▸ **Required action A**
Write out the text on SpaceX funds from "The ETF route" up to and including "getting a discount.".
▸ **Required action B**
Using the text on SpaceX funds, say whether each statement agrees with it, and back each answer with the exact words that decide it: (i) ARK Venture Fund lets investors cash out once a quarter; (ii) SpaceX's most recent funding round valued it at $150 billion; (iii) Morgan Stanley and Goldman Sachs are underwriting the SpaceX IPO.
▸ **Required action C**
List every company or fund that the text on SpaceX funds mentions by name.

-------- Source text --------

The ETF route offers even less concentrated exposure but more liquidity. ARK Venture Fund, an interval fund from Cathie Wood's firm, holds a basket of private companies that has included SpaceX in past disclosures. The fund only offers quarterly liquidity, making it more restrictive than traditional ETFs but still more accessible than waiting for IPO allocations that may never materialize.
Timing adds another layer of complexity. These funds mark their private holdings to market based on the most recent funding rounds. When SpaceX last raised at a $210 billion valuation, funds adjusted their share prices accordingly. But there's often a lag between SpaceX's actual trading activity on secondary markets and when funds update their valuations. You might be buying yesterday's price, or you might be getting a discount.
The contrast with IPO access is stark. Retail investors have watched SpaceX's roadshow unfold with the knowledge that most shares will flow to institutional investors and high-net-worth clients of major brokerages. Morgan Stanley and Goldman Sachs, the IPO underwriters, have made it clear that retail allocations will be limited. Fund ownership bypasses this gatekeeping entirely.
Investment advisors are fielding constant questions about this strategy. "Clients see SpaceX as a generational opportunity, but they don't qualify as accredited investors for private placements," one wealth manager told financial media. "Funds give them a way in, even if it's not the home run they're imagining."

-------- Information --------

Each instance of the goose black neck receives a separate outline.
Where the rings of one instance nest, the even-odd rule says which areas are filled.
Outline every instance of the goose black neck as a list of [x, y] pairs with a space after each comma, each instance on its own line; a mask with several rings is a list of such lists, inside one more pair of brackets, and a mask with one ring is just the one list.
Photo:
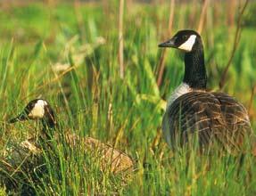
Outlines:
[[185, 54], [185, 75], [183, 82], [191, 88], [205, 89], [207, 83], [204, 66], [203, 46], [199, 44], [198, 48]]

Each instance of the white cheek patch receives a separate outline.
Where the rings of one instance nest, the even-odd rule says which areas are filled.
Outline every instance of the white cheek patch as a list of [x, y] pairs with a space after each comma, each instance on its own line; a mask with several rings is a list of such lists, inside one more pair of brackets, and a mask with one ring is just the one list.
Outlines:
[[185, 43], [183, 43], [181, 45], [178, 46], [178, 49], [184, 50], [186, 52], [192, 51], [193, 45], [195, 42], [195, 38], [196, 38], [195, 35], [190, 36], [189, 38]]
[[174, 92], [170, 94], [169, 98], [168, 99], [167, 102], [167, 108], [169, 108], [175, 100], [177, 100], [178, 97], [181, 95], [187, 94], [191, 92], [192, 89], [189, 87], [189, 86], [186, 83], [181, 83], [175, 90]]
[[35, 104], [34, 108], [29, 114], [29, 117], [31, 118], [41, 118], [45, 115], [45, 106], [47, 105], [47, 102], [44, 100], [38, 100]]

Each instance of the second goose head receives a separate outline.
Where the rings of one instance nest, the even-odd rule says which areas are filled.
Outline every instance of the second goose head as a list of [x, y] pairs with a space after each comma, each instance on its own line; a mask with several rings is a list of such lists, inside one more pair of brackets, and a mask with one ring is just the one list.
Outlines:
[[159, 47], [172, 47], [185, 52], [183, 82], [192, 89], [206, 88], [203, 45], [201, 36], [196, 31], [180, 30], [172, 38], [160, 44]]
[[29, 119], [40, 120], [43, 124], [43, 132], [45, 132], [43, 134], [46, 134], [48, 129], [54, 129], [56, 126], [54, 110], [47, 101], [43, 99], [29, 102], [17, 117], [9, 120], [9, 123]]

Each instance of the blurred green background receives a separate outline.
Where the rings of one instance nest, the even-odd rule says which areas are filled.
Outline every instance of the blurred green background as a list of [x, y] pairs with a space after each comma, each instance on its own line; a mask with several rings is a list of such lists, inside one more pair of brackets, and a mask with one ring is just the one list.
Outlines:
[[[52, 103], [63, 127], [128, 152], [137, 169], [124, 185], [121, 179], [99, 174], [92, 166], [87, 173], [76, 161], [63, 159], [61, 174], [55, 174], [56, 166], [49, 166], [51, 172], [41, 184], [31, 183], [38, 194], [255, 194], [252, 158], [241, 176], [227, 158], [216, 159], [211, 168], [203, 157], [194, 155], [189, 167], [186, 157], [172, 158], [161, 139], [161, 124], [165, 100], [182, 81], [183, 55], [157, 45], [178, 29], [201, 29], [208, 88], [219, 90], [241, 18], [239, 42], [221, 91], [244, 104], [255, 129], [256, 3], [249, 1], [240, 16], [245, 3], [242, 0], [211, 0], [206, 4], [197, 0], [127, 0], [123, 8], [120, 2], [0, 1], [3, 151], [10, 141], [34, 135], [33, 123], [10, 126], [5, 121], [29, 100], [41, 97]], [[70, 156], [76, 159], [78, 155]], [[79, 159], [82, 162], [84, 158]]]

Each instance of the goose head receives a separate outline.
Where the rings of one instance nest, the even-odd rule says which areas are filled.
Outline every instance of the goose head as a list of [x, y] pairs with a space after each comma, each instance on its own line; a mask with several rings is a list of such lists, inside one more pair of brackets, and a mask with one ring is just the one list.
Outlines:
[[9, 123], [25, 120], [41, 120], [44, 128], [54, 128], [56, 125], [54, 112], [47, 101], [36, 99], [29, 102], [23, 110]]
[[202, 48], [201, 36], [194, 30], [179, 30], [172, 38], [158, 45], [159, 47], [173, 47], [185, 53]]

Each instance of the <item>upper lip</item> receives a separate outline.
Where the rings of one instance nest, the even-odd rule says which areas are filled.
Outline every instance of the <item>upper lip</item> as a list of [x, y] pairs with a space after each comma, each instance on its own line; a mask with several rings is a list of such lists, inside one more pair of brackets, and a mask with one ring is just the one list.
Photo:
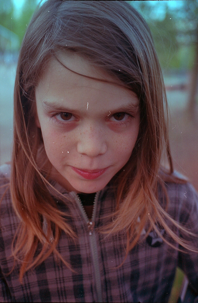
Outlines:
[[104, 170], [104, 169], [106, 169], [107, 168], [107, 167], [105, 167], [104, 168], [100, 168], [96, 169], [87, 169], [86, 168], [79, 168], [78, 167], [75, 167], [73, 166], [73, 167], [74, 167], [74, 168], [76, 169], [77, 169], [78, 170], [81, 171], [85, 171], [86, 172], [88, 172], [90, 174], [94, 174], [94, 173], [98, 172], [99, 171]]

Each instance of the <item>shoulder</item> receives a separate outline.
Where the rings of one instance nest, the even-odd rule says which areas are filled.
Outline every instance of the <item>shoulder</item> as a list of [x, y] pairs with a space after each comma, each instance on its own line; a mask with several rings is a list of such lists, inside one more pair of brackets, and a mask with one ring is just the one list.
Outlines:
[[[172, 218], [185, 223], [189, 220], [197, 222], [198, 194], [193, 185], [188, 181], [167, 182], [164, 185], [169, 201], [167, 211]], [[167, 200], [163, 188], [160, 185], [158, 192], [162, 204]]]
[[[5, 164], [0, 166], [0, 225], [6, 225], [11, 221], [14, 212], [10, 190], [10, 166]], [[12, 217], [12, 218], [11, 218]]]

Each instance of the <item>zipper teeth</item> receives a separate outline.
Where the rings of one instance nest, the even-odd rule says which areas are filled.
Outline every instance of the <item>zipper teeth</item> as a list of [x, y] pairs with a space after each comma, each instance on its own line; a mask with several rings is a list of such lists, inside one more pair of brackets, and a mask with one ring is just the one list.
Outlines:
[[93, 222], [94, 221], [95, 219], [95, 216], [96, 215], [96, 203], [98, 200], [98, 198], [99, 195], [99, 192], [97, 191], [95, 195], [95, 197], [94, 198], [94, 200], [93, 202], [93, 211], [92, 211], [92, 217], [91, 218], [91, 219], [89, 220], [88, 217], [87, 215], [87, 213], [85, 211], [85, 210], [84, 208], [82, 203], [82, 201], [80, 199], [80, 197], [79, 196], [78, 194], [77, 194], [77, 195], [78, 197], [78, 201], [80, 203], [81, 206], [81, 208], [82, 211], [83, 212], [83, 213], [84, 215], [84, 216], [86, 218], [86, 221], [87, 221], [87, 223], [89, 223], [89, 222]]

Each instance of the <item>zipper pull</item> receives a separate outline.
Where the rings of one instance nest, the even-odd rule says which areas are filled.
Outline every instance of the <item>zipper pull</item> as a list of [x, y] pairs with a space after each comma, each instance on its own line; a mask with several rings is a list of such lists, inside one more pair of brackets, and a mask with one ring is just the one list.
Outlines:
[[89, 221], [87, 223], [88, 231], [90, 236], [91, 236], [92, 235], [92, 232], [94, 228], [94, 222], [92, 222], [91, 221]]

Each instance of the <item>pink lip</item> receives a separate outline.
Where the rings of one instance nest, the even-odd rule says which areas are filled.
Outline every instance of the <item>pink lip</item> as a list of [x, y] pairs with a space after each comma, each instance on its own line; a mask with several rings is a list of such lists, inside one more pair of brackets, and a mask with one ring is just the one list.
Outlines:
[[76, 167], [73, 166], [71, 166], [72, 168], [77, 172], [79, 175], [82, 177], [83, 177], [85, 179], [86, 179], [88, 180], [92, 180], [94, 179], [96, 179], [101, 176], [107, 169], [108, 167], [106, 167], [105, 168], [102, 168], [102, 169], [93, 169], [93, 170], [90, 169], [81, 169], [79, 168], [77, 168]]

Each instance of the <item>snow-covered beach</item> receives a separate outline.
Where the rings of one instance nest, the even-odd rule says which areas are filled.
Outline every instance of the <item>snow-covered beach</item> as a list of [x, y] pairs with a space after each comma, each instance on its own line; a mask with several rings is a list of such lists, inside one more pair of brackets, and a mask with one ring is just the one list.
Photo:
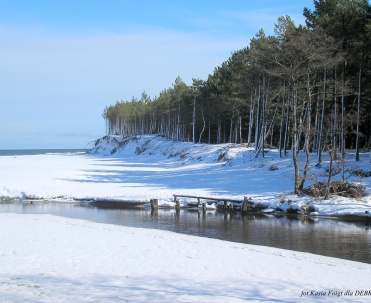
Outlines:
[[[174, 144], [145, 136], [122, 144], [111, 137], [92, 154], [0, 157], [0, 196], [163, 203], [173, 194], [249, 196], [269, 207], [309, 202], [292, 195], [290, 157], [280, 159], [275, 151], [264, 159], [252, 155], [240, 145]], [[347, 165], [368, 169], [368, 155], [363, 156]], [[359, 182], [369, 193], [368, 179]], [[369, 196], [311, 202], [320, 215], [370, 209]], [[0, 214], [0, 224], [0, 302], [368, 302], [371, 297], [371, 265], [365, 263], [49, 215]]]
[[371, 295], [364, 292], [370, 264], [48, 215], [0, 218], [1, 302], [368, 302]]

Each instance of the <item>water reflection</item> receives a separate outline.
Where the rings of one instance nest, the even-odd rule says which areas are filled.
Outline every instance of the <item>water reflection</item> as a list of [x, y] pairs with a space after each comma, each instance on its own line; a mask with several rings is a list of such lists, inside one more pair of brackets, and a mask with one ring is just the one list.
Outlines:
[[0, 212], [46, 213], [99, 223], [163, 229], [371, 263], [371, 233], [368, 226], [360, 222], [217, 211], [100, 209], [54, 203], [2, 203]]

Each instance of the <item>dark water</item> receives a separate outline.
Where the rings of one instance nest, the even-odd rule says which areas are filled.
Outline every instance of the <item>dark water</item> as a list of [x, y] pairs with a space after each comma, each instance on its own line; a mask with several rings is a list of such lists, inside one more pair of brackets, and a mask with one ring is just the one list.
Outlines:
[[0, 212], [52, 214], [99, 223], [163, 229], [371, 264], [371, 231], [365, 223], [301, 217], [241, 216], [210, 211], [102, 209], [73, 204], [1, 203]]
[[87, 149], [0, 149], [0, 156], [85, 153]]

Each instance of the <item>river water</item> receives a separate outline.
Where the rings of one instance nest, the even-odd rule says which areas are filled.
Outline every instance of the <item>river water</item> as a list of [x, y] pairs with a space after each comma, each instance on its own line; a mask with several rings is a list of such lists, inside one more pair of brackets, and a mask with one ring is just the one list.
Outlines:
[[0, 212], [52, 214], [271, 246], [371, 264], [371, 231], [361, 222], [249, 216], [218, 211], [103, 209], [63, 203], [1, 203]]

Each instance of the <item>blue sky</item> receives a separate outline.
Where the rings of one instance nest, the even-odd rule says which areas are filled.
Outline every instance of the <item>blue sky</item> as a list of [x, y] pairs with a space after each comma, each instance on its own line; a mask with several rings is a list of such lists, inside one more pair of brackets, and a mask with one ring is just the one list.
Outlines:
[[0, 0], [0, 149], [86, 148], [104, 107], [207, 79], [313, 0]]

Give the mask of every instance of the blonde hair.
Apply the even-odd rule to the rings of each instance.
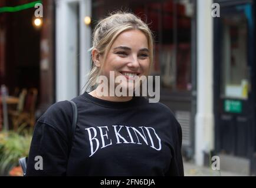
[[[147,24],[132,13],[120,11],[111,13],[107,18],[100,21],[93,31],[92,47],[90,50],[97,49],[99,54],[103,55],[103,66],[100,69],[95,65],[92,60],[91,68],[86,85],[86,90],[96,84],[97,77],[100,75],[102,67],[104,66],[103,64],[107,55],[116,39],[122,32],[132,29],[140,31],[147,38],[150,67],[151,66],[153,63],[153,38]]]

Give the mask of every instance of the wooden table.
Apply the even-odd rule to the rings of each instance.
[[[7,105],[15,105],[19,103],[19,98],[8,96],[5,98]],[[2,103],[2,97],[0,96],[0,104]]]
[[[2,108],[2,96],[0,96],[0,130],[2,129],[2,124],[4,122],[4,119],[2,116],[2,113],[4,113],[3,109]],[[5,98],[6,103],[7,105],[17,105],[19,103],[19,98],[17,98],[15,96],[7,96]],[[6,109],[7,110],[7,109]],[[7,113],[7,112],[6,112]],[[7,115],[6,115],[7,116]],[[8,119],[7,119],[8,120]],[[8,123],[7,123],[8,124]]]

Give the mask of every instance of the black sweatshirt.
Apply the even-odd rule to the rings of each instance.
[[[165,105],[87,92],[72,100],[74,137],[71,104],[57,102],[36,123],[27,176],[183,176],[181,127]]]

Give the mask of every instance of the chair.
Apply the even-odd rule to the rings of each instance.
[[[33,126],[35,123],[35,105],[37,103],[38,91],[36,88],[32,88],[28,90],[27,93],[24,106],[21,106],[21,110],[16,115],[16,117],[12,121],[14,129],[17,130],[19,125],[25,123],[27,125]]]
[[[11,116],[12,125],[15,130],[17,130],[18,128],[18,119],[23,111],[27,93],[27,90],[26,89],[22,89],[21,92],[19,95],[19,103],[18,103],[17,109],[15,110],[10,110],[8,111],[8,113]]]

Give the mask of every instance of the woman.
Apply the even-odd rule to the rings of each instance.
[[[153,39],[147,25],[119,12],[99,22],[93,37],[88,85],[96,89],[72,100],[78,109],[74,137],[71,105],[54,104],[37,122],[27,176],[183,176],[182,130],[169,109],[142,96],[110,95],[119,85],[134,94],[137,85],[129,83],[149,75]],[[123,82],[108,89],[110,72]]]

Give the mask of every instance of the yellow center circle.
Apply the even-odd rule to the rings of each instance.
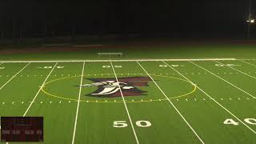
[[[131,75],[132,74],[117,74],[117,75],[120,75],[120,74],[121,75],[126,75],[126,74]],[[90,76],[90,75],[111,75],[111,74],[86,74],[86,75],[83,75],[83,77],[87,77],[87,76]],[[191,91],[187,92],[186,94],[180,94],[180,95],[178,95],[178,96],[175,96],[175,97],[168,98],[149,99],[149,100],[141,99],[139,101],[138,100],[126,100],[126,102],[151,102],[166,101],[168,99],[173,99],[173,98],[178,98],[187,96],[187,95],[191,94],[192,93],[194,93],[197,89],[197,86],[194,84],[193,84],[192,82],[189,82],[187,80],[185,80],[185,79],[182,79],[182,78],[175,78],[175,77],[166,76],[166,75],[158,75],[158,74],[151,74],[151,75],[154,75],[154,76],[156,76],[156,77],[162,77],[162,78],[172,78],[172,79],[176,79],[176,80],[178,80],[178,81],[185,82],[191,84],[191,86],[193,86],[193,89],[192,89]],[[50,83],[52,83],[52,82],[57,82],[57,81],[61,81],[61,80],[64,80],[64,79],[68,79],[68,78],[76,78],[76,77],[81,77],[81,76],[82,75],[63,77],[63,78],[57,78],[57,79],[50,81],[48,82],[46,82],[42,86],[42,91],[43,93],[45,93],[46,94],[47,94],[48,96],[51,96],[51,97],[54,97],[54,98],[61,98],[61,99],[65,99],[65,100],[68,100],[68,101],[78,102],[78,99],[70,98],[65,98],[65,97],[62,97],[62,96],[59,96],[59,95],[56,95],[56,94],[51,94],[51,93],[46,91],[45,90],[45,87],[47,85],[49,85]],[[101,100],[80,100],[80,102],[105,102],[105,103],[106,102],[123,102],[122,100],[111,100],[111,101],[110,101],[110,100],[104,100],[104,101],[101,101]]]

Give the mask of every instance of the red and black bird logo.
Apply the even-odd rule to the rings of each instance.
[[[138,89],[139,86],[149,86],[148,82],[151,81],[149,77],[127,77],[110,78],[86,78],[92,82],[90,84],[83,84],[81,86],[97,86],[97,90],[87,96],[97,98],[116,98],[121,97],[122,90],[123,96],[141,96],[146,95],[146,91]],[[121,90],[120,90],[121,89]]]

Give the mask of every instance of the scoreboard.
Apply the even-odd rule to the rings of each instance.
[[[43,118],[1,117],[1,142],[43,142]]]

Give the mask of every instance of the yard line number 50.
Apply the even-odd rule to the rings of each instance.
[[[138,127],[151,126],[151,123],[149,121],[137,121],[135,123]],[[113,127],[123,128],[127,126],[128,126],[128,124],[126,123],[126,121],[114,121],[113,122]]]

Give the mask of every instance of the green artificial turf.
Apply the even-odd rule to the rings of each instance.
[[[122,58],[254,58],[255,54],[253,48],[244,49],[246,56],[238,48],[222,53],[202,50],[142,49],[127,50]],[[96,51],[4,54],[1,59],[98,59]],[[27,64],[0,65],[0,115],[43,116],[41,143],[256,143],[255,60],[85,62],[84,69],[82,62]],[[125,101],[122,95],[89,96],[97,86],[81,86],[80,91],[81,80],[91,84],[92,78],[120,82],[134,77],[149,80],[135,86],[143,92],[123,96]],[[226,119],[238,123],[224,124]],[[127,126],[114,127],[119,121]]]

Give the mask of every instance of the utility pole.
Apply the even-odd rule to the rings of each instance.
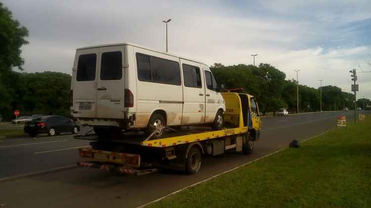
[[[168,52],[168,23],[171,21],[171,19],[167,21],[163,20],[162,22],[166,24],[166,53]]]
[[[320,112],[322,112],[322,81],[324,81],[322,79],[320,79],[319,80],[320,82],[320,105],[321,106],[321,110],[320,110]]]
[[[299,113],[299,79],[298,72],[300,69],[295,70],[296,71],[296,113]]]
[[[255,56],[257,56],[258,54],[251,54],[251,56],[254,57],[254,66],[255,66]]]
[[[358,85],[356,85],[356,81],[357,81],[357,72],[356,69],[353,69],[353,70],[349,71],[350,72],[352,73],[350,76],[352,77],[352,81],[354,81],[354,84],[352,85],[352,91],[354,92],[354,124],[356,124],[356,114],[357,113],[357,91],[358,91]]]

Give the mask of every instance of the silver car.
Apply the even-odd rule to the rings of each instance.
[[[11,120],[11,123],[13,124],[24,124],[27,122],[31,121],[32,120],[32,118],[30,116],[21,116],[16,119],[13,119]]]

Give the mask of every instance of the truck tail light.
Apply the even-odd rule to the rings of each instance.
[[[134,106],[134,96],[129,89],[125,89],[124,98],[124,105],[126,107],[133,107]]]

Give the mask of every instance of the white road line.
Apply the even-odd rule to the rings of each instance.
[[[25,145],[31,145],[33,144],[45,144],[46,143],[52,143],[52,142],[58,142],[60,141],[67,141],[68,140],[67,139],[63,139],[63,140],[58,140],[56,141],[44,141],[43,142],[35,142],[35,143],[27,143],[26,144],[14,144],[12,145],[6,145],[6,146],[0,146],[0,148],[2,147],[11,147],[12,146],[25,146]]]
[[[320,134],[319,135],[316,135],[316,136],[315,136],[314,137],[311,137],[311,138],[309,138],[309,139],[305,139],[305,140],[304,140],[303,141],[301,141],[301,142],[306,141],[308,141],[309,140],[312,139],[313,138],[316,138],[317,137],[319,137],[319,136],[320,136],[321,135],[324,135],[325,134],[326,134],[326,133],[328,132],[329,131],[330,131],[330,130],[328,130],[328,131],[325,131],[325,132],[323,132],[323,133]],[[274,152],[273,152],[272,153],[268,154],[268,155],[264,155],[264,156],[263,156],[262,157],[261,157],[260,158],[256,158],[256,159],[255,159],[254,160],[253,160],[250,161],[250,162],[248,162],[247,163],[245,163],[244,164],[239,165],[238,166],[237,166],[236,167],[233,168],[232,168],[232,169],[230,169],[230,170],[229,170],[228,171],[225,171],[225,172],[223,172],[222,173],[217,174],[215,175],[213,175],[213,176],[211,176],[211,177],[210,177],[209,178],[207,178],[206,179],[202,180],[201,180],[200,181],[198,181],[197,182],[193,183],[193,184],[191,184],[191,185],[189,185],[188,186],[186,186],[186,187],[185,187],[184,188],[181,188],[181,189],[179,189],[179,190],[178,190],[177,191],[174,191],[173,193],[170,193],[169,194],[167,194],[167,195],[166,195],[165,196],[164,196],[162,197],[160,197],[160,198],[158,198],[157,199],[154,200],[152,201],[151,202],[148,202],[147,203],[144,204],[144,205],[140,205],[140,206],[137,207],[137,208],[144,208],[144,207],[146,207],[147,205],[150,205],[151,204],[154,203],[156,202],[158,202],[158,201],[161,201],[161,200],[162,200],[163,199],[166,198],[166,197],[169,197],[170,196],[173,195],[174,195],[174,194],[176,194],[177,193],[179,193],[181,191],[183,191],[183,190],[184,190],[185,189],[187,189],[188,188],[190,188],[190,187],[194,186],[195,185],[198,185],[198,184],[199,184],[200,183],[204,183],[205,182],[206,182],[208,180],[211,180],[211,179],[213,179],[213,178],[215,178],[216,177],[218,177],[218,176],[219,176],[220,175],[222,175],[223,174],[226,173],[227,173],[231,172],[233,171],[234,171],[234,170],[236,170],[237,169],[238,169],[238,168],[241,168],[242,167],[245,166],[246,166],[247,165],[249,165],[249,164],[251,164],[252,163],[253,163],[253,162],[256,162],[256,161],[257,161],[258,160],[261,160],[263,158],[266,158],[267,157],[269,157],[269,156],[271,156],[272,155],[275,154],[276,154],[276,153],[277,153],[278,152],[280,152],[282,150],[285,150],[285,149],[287,149],[288,148],[288,147],[286,147],[283,148],[282,148],[281,149],[278,149],[278,150],[276,150],[276,151],[274,151]]]
[[[88,146],[76,146],[76,147],[75,147],[66,148],[64,148],[64,149],[55,149],[54,150],[43,151],[42,152],[34,152],[34,154],[46,153],[48,153],[48,152],[57,152],[58,151],[67,150],[68,149],[78,149],[79,148],[88,147],[89,147],[89,146],[91,146],[90,145],[88,145]]]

--------

▸ **Solution A**
The ETF route offers even less concentrated exposure but more liquidity. ARK Venture Fund, an interval fund from Cathie Wood's firm, holds a basket of private companies that has included SpaceX in past disclosures. The fund only offers quarterly liquidity, making it more restrictive than traditional ETFs but still more accessible than waiting for IPO allocations that may never materialize.
Timing adds another layer of complexity. These funds mark their private holdings to market based on the most recent funding rounds. When SpaceX last raised at a $210 billion valuation, funds adjusted their share prices accordingly. But there's often a lag between SpaceX's actual trading activity on secondary markets and when funds update their valuations. You might be buying yesterday's price, or you might be getting a discount.

▸ **Solution B**
(i) Yes: "The fund only offers quarterly liquidity"
(ii) No: "When SpaceX last raised at a $210 billion valuation"
(iii) Yes: "Morgan Stanley and Goldman Sachs, the IPO underwriters"

▸ **Solution C**
ARK Venture Fund
SpaceX
Morgan Stanley
Goldman Sachs